[ページ抜粋]
「廣瀬薫氏が新理事長に」

2012年は世界をリードする国々の指導者選挙の年である。注目のフランス大統領選挙は、5月6日に第2回投票が行われ、フランソワ・オランド氏が現職のニコラ・サルコジ氏を制してフランス大統領に選出された。実に17年ぶりの社会党からの大統領となった。また、ロシアも去る3月にドミートリー・メドヴェージェフ氏の後を受けてウラジーミル・プーチン氏が大統領に返り咲いた。そして世界の経済大国の米国の大統領選挙が11月に実施され、また、中国の国家主席の交代が待たれている。さらには「アラブの春」によってもたらされたエジプトの大統領選挙も今や世界の関心事である。世界情勢は指導者の交代等で、どのような舵が取られてゆくのであろうか。

指導者交代の年は、本学にも当てはまる。2期8年の理事長職を担われた赤江弘之氏が任期満了に伴い去る5月22日をもって理事長職を退任された。この時期の本学園はまさに激動の中の舵取りであったと思う。学園は世界に広がる経済危機と政治の不安定さの中で、小規模大学の生き残りをかけた経営努力に専心せねばならなかったし、加えて、学校法人に課せられた認証評価への対応に心血を注ぐ必要があった。その中で、「国際キリスト教福祉学科」と「大学院」の創設を生み、本学が目指す「キリスト教世界観に立つ神の国の働き人を育成する」というビジョンの実現と広がりに貢献してくださった。赤江前理事長の幾多の労苦に心から感謝を表したい。5月23日より、これまで常任理事として前理事長を支えてこられた廣瀬薫氏が理事長職のバトンを受け継ぐこととなった。

[提示された記録]
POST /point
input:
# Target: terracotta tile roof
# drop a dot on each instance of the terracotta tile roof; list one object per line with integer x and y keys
---
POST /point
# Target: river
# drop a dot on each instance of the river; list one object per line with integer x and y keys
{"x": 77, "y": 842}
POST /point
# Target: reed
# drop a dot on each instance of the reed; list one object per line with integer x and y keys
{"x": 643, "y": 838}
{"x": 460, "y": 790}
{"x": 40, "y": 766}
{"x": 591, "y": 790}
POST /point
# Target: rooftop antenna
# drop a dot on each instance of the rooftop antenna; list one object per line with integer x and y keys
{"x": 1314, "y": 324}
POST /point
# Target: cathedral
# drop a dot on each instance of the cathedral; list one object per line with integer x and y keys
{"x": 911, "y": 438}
==
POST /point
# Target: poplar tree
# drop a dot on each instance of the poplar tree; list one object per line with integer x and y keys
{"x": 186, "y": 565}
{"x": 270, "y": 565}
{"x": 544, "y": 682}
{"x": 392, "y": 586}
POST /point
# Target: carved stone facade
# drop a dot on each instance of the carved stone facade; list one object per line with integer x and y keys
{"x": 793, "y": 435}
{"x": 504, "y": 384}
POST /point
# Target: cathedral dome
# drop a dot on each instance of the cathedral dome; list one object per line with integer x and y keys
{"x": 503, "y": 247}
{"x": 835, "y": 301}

[指示]
新理事長就任を伝える文章から、次の問いに答えよ。
(a) フランス大統領選挙の第2回投票が行われたのは何月何日か。
(b) 赤江弘之氏は理事長職を何期何年務めたか。
(c) 廣瀬薫氏はこれまでどの立場で前理事長を支えてきたか。

[解答]
(a) 5月6日
(b) 2期8年
(c) 常任理事